§ **Exercise task**:
Copy out each of the following items word for word.

§ **Supplied material**:
Begin
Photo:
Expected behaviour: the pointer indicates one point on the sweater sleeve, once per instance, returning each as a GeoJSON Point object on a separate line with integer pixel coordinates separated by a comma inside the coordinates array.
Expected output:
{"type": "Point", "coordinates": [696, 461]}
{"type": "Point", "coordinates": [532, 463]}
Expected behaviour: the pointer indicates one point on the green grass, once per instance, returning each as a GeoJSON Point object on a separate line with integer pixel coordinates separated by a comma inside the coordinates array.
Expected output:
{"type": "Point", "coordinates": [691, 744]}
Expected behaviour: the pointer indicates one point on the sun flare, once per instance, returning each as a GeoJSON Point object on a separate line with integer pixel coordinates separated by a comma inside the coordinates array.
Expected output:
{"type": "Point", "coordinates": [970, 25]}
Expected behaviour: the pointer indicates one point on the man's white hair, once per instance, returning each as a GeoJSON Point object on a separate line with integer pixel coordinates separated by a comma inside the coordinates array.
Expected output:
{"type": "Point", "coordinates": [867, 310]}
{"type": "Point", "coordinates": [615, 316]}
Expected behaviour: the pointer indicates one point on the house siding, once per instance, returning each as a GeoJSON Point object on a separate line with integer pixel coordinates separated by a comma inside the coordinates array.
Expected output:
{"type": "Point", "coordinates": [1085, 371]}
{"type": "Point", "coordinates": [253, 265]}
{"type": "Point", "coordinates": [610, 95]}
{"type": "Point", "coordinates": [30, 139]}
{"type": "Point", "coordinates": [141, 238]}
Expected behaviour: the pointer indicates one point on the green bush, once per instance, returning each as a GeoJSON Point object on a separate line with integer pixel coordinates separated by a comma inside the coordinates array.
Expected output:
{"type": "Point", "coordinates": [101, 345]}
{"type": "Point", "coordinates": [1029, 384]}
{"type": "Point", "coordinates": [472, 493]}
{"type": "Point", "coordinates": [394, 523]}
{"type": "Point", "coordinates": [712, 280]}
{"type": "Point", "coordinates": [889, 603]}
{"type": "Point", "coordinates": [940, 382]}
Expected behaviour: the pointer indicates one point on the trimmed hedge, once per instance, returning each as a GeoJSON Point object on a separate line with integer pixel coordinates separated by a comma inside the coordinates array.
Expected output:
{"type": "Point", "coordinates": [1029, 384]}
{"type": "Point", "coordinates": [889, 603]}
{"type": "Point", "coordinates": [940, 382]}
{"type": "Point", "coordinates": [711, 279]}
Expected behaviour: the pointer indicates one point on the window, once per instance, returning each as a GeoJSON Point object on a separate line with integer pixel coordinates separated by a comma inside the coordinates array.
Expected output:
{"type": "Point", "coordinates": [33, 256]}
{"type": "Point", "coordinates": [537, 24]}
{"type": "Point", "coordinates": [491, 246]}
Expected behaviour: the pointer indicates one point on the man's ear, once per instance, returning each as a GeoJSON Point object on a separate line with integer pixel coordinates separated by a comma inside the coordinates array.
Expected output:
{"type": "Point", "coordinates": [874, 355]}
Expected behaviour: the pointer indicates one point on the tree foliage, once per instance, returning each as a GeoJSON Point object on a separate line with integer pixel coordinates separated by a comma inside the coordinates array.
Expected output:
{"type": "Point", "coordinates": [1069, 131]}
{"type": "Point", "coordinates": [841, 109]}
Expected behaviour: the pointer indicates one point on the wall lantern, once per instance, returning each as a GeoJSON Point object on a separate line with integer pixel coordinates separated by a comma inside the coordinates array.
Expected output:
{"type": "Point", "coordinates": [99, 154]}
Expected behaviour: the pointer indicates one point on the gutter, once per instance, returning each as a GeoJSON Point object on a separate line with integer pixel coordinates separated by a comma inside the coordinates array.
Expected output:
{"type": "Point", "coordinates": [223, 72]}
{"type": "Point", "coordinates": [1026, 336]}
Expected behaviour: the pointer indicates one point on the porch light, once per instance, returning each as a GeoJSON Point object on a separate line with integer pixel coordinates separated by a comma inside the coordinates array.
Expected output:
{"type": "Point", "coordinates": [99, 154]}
End
§ **Solved exercise**:
Photo:
Expected behaviour: the pointer indicates one point on the sweater sleeve, once per instance, returning each as a GeoJSON Point object on a separate line with integer pixel coordinates separated by a comma inside the coordinates array.
Expected output:
{"type": "Point", "coordinates": [696, 461]}
{"type": "Point", "coordinates": [532, 463]}
Expected behaviour: the pointer indicates one point on the green grass, once per instance, returning each as a GeoJSON Point object on a separate line with integer pixel coordinates separated by a comma inside the coordinates array.
Expected output:
{"type": "Point", "coordinates": [691, 744]}
Expected behaviour: the pointer indicates one point on the sun flare, once per instance, returning each as a GeoJSON Point object on a separate line with integer pixel coordinates separated by a comma inside the coordinates array.
Expected output:
{"type": "Point", "coordinates": [970, 25]}
Expected behaviour: the pointer indicates one point on the man's white hair, once per instance, returning each as a GeoJSON Point object on a separate line with integer pixel coordinates separated by a comma inside the coordinates array.
Expected output:
{"type": "Point", "coordinates": [867, 310]}
{"type": "Point", "coordinates": [615, 316]}
Expected behaviour: the pointer indicates one point on the house siding, once per instance, returning each as a GeoJSON Point object on a separate line with integer pixel coordinates separated by a comma inside the coordinates array.
Expected output:
{"type": "Point", "coordinates": [1085, 371]}
{"type": "Point", "coordinates": [253, 265]}
{"type": "Point", "coordinates": [610, 95]}
{"type": "Point", "coordinates": [30, 139]}
{"type": "Point", "coordinates": [141, 238]}
Expected behaviour: the pointer indicates one point on the green bush, once per instance, returning each as a GeoJSON Point object on a separate line with integer pixel coordinates separated by a comma inside the coordinates array.
Expected output:
{"type": "Point", "coordinates": [101, 345]}
{"type": "Point", "coordinates": [1029, 384]}
{"type": "Point", "coordinates": [472, 493]}
{"type": "Point", "coordinates": [394, 523]}
{"type": "Point", "coordinates": [712, 280]}
{"type": "Point", "coordinates": [889, 603]}
{"type": "Point", "coordinates": [940, 382]}
Expected behaviour: the pointer indicates one point on the trimmed hedge, once per instance, returning each as a GeoJSON Point object on a separate line with integer pixel coordinates separated by a comma inside the coordinates array.
Expected output:
{"type": "Point", "coordinates": [1029, 384]}
{"type": "Point", "coordinates": [889, 603]}
{"type": "Point", "coordinates": [940, 382]}
{"type": "Point", "coordinates": [711, 279]}
Expected behaviour: the pointer indicates one point on the window, once per instance, returning each as a GeoJSON Point object on a separate line with integer pixel coordinates separated by a comma inside the coordinates array.
Expected output:
{"type": "Point", "coordinates": [33, 256]}
{"type": "Point", "coordinates": [537, 24]}
{"type": "Point", "coordinates": [491, 246]}
Expected behaviour: the pointer indicates one point on the man's ear, once per instance, returning each as a GeoJSON Point object on a separate line with integer pixel coordinates separated by a comma inside the coordinates array.
Expected output:
{"type": "Point", "coordinates": [874, 355]}
Expected behaviour: the pointer indicates one point on the tree foliage, once per instance, returning each as a GeoJSON Point object on a separate line with integer pixel coordinates separated by a comma inside the coordinates array.
Expected output:
{"type": "Point", "coordinates": [1069, 131]}
{"type": "Point", "coordinates": [841, 109]}
Expected behaviour: the pointer indicates one point on the wall lantern, once per instance, returning each as a GeoJSON Point object on a separate line with integer pixel coordinates separated by a comma inside the coordinates array.
Expected output:
{"type": "Point", "coordinates": [99, 154]}
Expected behaviour: the pointer indicates one point on the gutter, once per instance, returning each as a GeoJSON Point object on a separate line with integer pixel coordinates separated by a comma inside the coordinates array.
Expected output:
{"type": "Point", "coordinates": [223, 72]}
{"type": "Point", "coordinates": [1026, 336]}
Expected behaviour: the pointer indicates one point on the porch light, once per instance, returning each as a GeoJSON Point object on a separate line with integer pixel coordinates separated by a comma inside the coordinates array.
Expected output:
{"type": "Point", "coordinates": [99, 154]}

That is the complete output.